The problem: Pull out each line of the entries below that contains the word "grass", copying every such line in full.

**** Data excerpts ****

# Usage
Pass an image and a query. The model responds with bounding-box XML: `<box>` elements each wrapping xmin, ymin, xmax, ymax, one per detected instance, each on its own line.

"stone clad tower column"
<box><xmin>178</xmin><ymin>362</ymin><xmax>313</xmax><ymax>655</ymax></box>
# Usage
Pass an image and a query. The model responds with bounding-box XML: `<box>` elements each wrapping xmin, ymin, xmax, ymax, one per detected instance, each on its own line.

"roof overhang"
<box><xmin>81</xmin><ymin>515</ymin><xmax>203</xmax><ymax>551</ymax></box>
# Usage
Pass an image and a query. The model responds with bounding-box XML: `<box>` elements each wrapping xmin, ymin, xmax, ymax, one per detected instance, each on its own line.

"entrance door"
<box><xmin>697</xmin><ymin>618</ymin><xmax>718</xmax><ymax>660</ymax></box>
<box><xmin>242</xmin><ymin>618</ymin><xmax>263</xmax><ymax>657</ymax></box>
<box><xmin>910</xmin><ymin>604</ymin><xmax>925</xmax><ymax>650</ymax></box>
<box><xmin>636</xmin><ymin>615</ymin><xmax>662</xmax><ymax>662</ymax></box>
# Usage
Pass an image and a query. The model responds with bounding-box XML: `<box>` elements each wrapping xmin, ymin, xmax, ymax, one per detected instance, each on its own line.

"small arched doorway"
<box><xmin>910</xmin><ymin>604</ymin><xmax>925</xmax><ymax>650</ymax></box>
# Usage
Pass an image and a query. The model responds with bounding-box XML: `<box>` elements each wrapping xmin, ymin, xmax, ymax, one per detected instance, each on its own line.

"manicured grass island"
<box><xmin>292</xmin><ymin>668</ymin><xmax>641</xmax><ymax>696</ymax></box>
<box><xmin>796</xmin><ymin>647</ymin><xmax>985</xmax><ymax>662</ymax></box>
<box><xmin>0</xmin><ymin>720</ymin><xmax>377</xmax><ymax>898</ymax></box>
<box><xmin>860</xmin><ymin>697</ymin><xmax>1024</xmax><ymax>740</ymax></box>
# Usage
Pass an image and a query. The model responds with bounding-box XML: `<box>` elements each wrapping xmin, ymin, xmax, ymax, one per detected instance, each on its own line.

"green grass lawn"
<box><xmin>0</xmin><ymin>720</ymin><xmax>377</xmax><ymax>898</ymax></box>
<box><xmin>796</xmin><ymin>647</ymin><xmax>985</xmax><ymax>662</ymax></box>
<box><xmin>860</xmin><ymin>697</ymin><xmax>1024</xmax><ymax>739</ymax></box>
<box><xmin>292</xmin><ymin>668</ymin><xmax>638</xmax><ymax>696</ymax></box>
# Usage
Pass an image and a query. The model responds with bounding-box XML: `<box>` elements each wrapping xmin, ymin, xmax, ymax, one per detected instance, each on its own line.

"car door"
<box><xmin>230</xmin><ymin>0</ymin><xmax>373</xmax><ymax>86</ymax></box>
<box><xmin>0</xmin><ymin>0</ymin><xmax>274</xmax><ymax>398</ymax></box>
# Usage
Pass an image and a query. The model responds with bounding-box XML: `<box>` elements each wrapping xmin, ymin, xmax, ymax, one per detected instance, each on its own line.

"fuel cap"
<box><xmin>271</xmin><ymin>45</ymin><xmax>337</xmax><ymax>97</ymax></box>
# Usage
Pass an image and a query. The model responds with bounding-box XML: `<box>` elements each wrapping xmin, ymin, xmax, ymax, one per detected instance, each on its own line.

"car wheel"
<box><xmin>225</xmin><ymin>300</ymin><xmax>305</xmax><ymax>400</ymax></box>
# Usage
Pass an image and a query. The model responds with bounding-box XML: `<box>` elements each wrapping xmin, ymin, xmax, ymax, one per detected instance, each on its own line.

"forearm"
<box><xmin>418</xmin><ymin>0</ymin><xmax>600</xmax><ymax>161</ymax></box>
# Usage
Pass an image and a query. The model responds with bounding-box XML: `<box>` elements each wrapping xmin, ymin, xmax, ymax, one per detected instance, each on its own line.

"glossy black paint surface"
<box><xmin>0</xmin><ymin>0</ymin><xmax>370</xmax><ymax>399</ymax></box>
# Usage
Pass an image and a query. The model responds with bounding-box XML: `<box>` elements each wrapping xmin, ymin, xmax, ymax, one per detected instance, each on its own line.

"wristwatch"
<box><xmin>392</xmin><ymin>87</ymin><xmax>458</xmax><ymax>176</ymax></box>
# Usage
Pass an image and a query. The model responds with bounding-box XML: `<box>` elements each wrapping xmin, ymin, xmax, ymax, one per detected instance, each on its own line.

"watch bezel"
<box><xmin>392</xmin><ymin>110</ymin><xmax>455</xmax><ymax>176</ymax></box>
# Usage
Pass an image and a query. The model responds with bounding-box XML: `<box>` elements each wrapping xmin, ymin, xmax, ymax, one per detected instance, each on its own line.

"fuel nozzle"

****

Exercise output:
"manicured grass island"
"green grass lawn"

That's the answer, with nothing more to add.